- WORK ITEM A -
Answer these questions using the profile of Sandra Greniewicki.
(i) How many students did the Gainesville citizens declare would receive diplomas in three years?
(ii) What is the name of Brenau University's nursing school?
(iii) In which two countries has Greniewicki taught and practiced nursing?
- WORK ITEM B -
For each statement, say whether it agrees with the profile of Sandra Greniewicki, and quote the words that decide it.
(i) Greniewicki's relationship with Brenau covers four decades.
(ii) Greniewicki has already established an estate gift to the nursing program.
(iii) Brenau's first doctorate was a nursing practice degree.
- WORK ITEM C -
Reproduce the stretch of the profile of Sandra Greniewicki from "That Hall School" through "thousands of people.".

═════ EXCERPT TO READ

Sandra Greniewicki: Pliable Heart
In May of 1961, President John F. Kennedy tapped into that nascent mother lode of good old American faith and chutzpah when he declared that the veritable global laughing stock of a U.S. space program would put a man on the moon by the end of the decade. A year earlier, a group of Gainesville, Georgia, citizens declared that in three years 10 students would receive diplomas from the nursing school they just established without any professional reputation, accreditation, endowment or operating capital.
Although on different scales, both outlandish visions came to pass, proving that if you put enough heart, soul and faith into it, a dream can come true.
That Hall School of Nursing three-year diploma program from the 1960s ultimately morphed into Brenau University’s Mary Inez Grindle School of Nursing, which over the years has produced hundreds of graduates with bachelor’s, master’s and doctoral degrees in nursing, who have improved health care for hundreds of thousands of people.
It truly is a remarkable story of the beginnings of a transformation in both the community and an institution. As her last major contribution to Brenau, the person who wants to tell that story is the Anne Warren Thomas nursing professor Sandra Atkinson Greniewicki, whose qualification for writing the history is that she helped make it.
Greniewicki has worn just about every hat on the rack – faculty liaison, consultant, chair, dean, provost, two named professorships – in the roughly 30 years that she has had formal roles. However, her relationship with Brenau covers four decades during which she worked intermittently in key positions at schools in Virginia, Illinois, North Carolina, Alabama and Michigan. Her international health care leadership has extended into both China and Mexico, where she taught and practiced nursing in several large universities. She has been a regular financial contributor to the nursing program over the years and is considering establishing an estate gift. A few years ago she came out of retirement to help Brenau establish its first doctorate – a nursing practice degree for those who function in generally the same capacity as physician assistants in diagnosing and treating patients.
“I can’t imagine life without Brenau,” she says.

══════════
═════ EXCERPTED DATA

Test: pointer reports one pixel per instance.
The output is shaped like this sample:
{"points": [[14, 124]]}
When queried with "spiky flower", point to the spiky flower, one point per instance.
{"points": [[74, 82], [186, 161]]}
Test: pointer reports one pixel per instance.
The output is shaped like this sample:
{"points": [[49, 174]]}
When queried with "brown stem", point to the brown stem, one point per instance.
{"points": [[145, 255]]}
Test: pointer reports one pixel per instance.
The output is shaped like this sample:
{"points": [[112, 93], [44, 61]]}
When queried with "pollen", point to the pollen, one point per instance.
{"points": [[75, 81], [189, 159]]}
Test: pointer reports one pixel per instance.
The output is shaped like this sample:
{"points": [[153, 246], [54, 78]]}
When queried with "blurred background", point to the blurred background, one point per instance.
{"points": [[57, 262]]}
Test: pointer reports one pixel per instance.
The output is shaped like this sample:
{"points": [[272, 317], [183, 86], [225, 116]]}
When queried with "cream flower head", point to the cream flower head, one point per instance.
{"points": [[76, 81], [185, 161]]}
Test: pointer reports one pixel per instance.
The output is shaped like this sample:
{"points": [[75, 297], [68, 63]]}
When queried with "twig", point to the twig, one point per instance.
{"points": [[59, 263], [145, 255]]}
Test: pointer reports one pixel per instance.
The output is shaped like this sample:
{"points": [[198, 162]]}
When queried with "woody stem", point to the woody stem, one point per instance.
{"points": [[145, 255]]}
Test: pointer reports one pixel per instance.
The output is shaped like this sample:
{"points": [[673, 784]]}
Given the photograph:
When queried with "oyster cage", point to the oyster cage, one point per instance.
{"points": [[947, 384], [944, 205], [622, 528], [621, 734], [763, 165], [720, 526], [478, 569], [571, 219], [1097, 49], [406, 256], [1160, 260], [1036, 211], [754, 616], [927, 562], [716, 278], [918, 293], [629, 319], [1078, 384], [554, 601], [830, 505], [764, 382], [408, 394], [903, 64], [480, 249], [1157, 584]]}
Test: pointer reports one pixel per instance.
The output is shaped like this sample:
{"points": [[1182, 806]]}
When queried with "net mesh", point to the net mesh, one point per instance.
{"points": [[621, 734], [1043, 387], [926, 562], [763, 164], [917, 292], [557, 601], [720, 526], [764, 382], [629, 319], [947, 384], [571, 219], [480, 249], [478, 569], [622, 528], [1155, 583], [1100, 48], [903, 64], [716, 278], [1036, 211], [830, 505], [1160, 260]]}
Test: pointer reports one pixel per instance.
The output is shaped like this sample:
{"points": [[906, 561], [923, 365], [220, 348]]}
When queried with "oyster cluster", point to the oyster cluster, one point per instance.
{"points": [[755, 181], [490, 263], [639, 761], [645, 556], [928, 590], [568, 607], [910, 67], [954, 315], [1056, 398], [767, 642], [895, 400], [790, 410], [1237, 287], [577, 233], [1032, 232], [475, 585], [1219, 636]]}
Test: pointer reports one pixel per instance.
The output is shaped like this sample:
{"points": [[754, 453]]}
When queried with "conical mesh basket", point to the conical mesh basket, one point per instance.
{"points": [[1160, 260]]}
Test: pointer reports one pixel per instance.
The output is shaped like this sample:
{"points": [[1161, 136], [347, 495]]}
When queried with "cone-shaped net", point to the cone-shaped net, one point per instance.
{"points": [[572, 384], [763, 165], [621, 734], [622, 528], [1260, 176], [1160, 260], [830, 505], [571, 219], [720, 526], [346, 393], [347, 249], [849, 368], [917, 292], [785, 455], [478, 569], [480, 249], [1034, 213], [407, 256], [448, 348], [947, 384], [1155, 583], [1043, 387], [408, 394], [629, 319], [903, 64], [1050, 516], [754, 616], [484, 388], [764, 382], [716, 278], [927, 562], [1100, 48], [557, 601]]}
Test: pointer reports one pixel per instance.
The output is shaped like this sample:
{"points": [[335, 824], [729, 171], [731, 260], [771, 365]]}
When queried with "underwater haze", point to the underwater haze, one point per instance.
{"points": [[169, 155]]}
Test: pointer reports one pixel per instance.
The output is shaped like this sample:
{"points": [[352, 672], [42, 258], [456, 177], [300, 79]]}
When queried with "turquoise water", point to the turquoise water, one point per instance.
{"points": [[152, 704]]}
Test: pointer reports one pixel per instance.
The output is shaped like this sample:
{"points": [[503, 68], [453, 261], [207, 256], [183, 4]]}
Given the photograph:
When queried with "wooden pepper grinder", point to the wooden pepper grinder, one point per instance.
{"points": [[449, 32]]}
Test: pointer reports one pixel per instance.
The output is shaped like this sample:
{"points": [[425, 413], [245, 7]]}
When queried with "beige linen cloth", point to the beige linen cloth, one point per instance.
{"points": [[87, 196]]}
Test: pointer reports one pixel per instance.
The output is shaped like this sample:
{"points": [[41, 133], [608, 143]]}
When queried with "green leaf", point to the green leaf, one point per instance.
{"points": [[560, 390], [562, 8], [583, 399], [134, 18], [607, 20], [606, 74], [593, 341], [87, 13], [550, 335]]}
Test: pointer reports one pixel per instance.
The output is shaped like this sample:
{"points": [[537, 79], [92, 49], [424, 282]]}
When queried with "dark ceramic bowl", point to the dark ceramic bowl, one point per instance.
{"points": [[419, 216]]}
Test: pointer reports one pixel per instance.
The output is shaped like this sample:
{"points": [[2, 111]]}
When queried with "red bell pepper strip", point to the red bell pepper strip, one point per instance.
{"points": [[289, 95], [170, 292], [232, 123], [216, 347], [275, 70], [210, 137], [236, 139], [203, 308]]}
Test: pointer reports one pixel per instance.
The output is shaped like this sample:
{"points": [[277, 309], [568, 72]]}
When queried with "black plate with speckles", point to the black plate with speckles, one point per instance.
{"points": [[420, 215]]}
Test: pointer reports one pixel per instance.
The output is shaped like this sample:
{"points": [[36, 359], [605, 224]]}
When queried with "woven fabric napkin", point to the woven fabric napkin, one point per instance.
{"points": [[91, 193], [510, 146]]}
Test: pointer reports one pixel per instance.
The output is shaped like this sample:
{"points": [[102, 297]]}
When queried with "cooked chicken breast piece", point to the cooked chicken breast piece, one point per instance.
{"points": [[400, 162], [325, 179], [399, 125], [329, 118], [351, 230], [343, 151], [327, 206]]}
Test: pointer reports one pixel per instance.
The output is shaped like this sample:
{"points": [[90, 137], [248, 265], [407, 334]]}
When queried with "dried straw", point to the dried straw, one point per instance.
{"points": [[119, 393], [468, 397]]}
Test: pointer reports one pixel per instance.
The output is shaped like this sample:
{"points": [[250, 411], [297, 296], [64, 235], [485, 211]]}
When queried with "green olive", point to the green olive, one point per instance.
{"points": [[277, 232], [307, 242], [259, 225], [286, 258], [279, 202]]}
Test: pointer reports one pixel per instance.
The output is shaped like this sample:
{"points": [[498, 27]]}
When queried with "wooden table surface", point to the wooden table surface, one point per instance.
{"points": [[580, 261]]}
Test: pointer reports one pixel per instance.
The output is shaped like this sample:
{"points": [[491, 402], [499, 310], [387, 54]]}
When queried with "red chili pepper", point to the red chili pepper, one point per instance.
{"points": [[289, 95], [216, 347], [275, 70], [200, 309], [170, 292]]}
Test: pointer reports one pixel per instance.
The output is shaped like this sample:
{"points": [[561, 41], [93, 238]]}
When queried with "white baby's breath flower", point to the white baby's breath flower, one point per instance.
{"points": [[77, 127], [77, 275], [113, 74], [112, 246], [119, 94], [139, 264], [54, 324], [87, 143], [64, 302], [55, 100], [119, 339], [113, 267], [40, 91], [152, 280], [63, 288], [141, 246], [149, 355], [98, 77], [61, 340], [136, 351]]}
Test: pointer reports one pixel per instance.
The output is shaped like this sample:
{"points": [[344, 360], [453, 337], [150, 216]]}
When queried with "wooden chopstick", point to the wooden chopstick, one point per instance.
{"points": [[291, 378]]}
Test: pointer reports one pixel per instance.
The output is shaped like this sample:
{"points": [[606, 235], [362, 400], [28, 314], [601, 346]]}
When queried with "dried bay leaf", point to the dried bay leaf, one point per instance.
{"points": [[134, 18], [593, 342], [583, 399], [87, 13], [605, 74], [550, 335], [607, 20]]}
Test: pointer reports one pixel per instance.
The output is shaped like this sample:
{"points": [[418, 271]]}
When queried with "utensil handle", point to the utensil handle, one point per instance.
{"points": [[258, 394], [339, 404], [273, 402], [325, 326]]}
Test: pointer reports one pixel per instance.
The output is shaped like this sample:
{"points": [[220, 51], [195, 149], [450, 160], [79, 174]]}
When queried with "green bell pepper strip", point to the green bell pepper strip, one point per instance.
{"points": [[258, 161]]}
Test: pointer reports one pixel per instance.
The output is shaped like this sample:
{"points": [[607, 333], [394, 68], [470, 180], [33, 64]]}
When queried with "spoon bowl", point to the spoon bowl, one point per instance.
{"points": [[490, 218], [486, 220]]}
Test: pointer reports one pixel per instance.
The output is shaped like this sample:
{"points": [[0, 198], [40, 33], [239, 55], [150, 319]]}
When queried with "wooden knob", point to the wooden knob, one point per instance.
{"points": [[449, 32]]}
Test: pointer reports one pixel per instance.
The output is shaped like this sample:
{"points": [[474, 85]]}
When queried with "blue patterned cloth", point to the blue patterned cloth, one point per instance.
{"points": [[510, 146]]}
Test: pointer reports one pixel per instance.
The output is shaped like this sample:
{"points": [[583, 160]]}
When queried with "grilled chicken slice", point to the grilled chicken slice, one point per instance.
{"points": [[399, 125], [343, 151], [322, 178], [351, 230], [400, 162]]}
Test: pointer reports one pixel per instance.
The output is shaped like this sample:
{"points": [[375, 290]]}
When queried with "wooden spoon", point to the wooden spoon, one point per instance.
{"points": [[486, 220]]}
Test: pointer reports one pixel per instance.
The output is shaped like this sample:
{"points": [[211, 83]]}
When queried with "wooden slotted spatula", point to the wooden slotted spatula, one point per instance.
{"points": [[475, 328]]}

══════════

- RESPONSE BOX A -
(i) 10 students
(ii) The Mary Inez Grindle School of Nursing
(iii) China and Mexico

- RESPONSE BOX B -
(i) Yes: "her relationship with Brenau covers four decades"
(ii) No: "is considering establishing an estate gift"
(iii) Yes: "help Brenau establish its first doctorate – a nursing practice degree"

- RESPONSE BOX C -
That Hall School of Nursing three-year diploma program from the 1960s ultimately morphed into Brenau University’s Mary Inez Grindle School of Nursing, which over the years has produced hundreds of graduates with bachelor’s, master’s and doctoral degrees in nursing, who have improved health care for hundreds of thousands of people.